_Point localization data_:
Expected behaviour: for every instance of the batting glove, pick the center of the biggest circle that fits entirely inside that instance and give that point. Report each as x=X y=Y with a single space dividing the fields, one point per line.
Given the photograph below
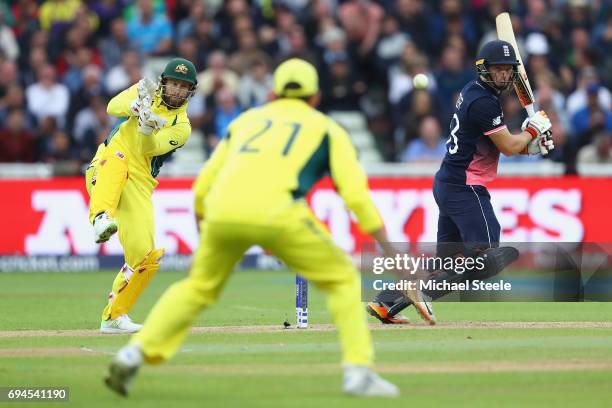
x=539 y=127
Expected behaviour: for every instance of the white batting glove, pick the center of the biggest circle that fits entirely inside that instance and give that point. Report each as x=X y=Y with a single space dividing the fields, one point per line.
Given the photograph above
x=539 y=126
x=156 y=121
x=146 y=87
x=144 y=125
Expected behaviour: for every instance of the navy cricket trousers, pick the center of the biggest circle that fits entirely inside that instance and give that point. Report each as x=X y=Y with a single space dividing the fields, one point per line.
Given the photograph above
x=466 y=222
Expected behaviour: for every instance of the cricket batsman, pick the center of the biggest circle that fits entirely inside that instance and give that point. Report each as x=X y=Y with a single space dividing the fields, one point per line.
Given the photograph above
x=251 y=192
x=467 y=225
x=120 y=180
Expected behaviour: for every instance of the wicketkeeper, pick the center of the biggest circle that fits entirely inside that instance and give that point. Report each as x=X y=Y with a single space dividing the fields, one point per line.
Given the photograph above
x=152 y=124
x=251 y=192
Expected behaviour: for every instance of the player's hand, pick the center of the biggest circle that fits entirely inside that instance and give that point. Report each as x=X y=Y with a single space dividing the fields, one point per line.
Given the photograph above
x=156 y=121
x=146 y=87
x=145 y=126
x=537 y=125
x=541 y=144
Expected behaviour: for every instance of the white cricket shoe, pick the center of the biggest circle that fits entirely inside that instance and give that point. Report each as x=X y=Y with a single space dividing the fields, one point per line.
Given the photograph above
x=363 y=382
x=124 y=368
x=423 y=305
x=104 y=227
x=122 y=324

_The problem_: Every line above that has the string "batting" needs to be copied.

_Solution_:
Expected behaviour: for every instance of the batting glove, pick the center of the biggest circle that fits entirely inside that instance and give that point. Report each as x=X y=Y with a single space dividing the fields, one point per line.
Expected behaviour: for every instance of the white batting glove, pick the center of the biggest circle that fits entirely inside that instance and give that point. Report each as x=X y=Y with a single space dividing the fields, one point per line.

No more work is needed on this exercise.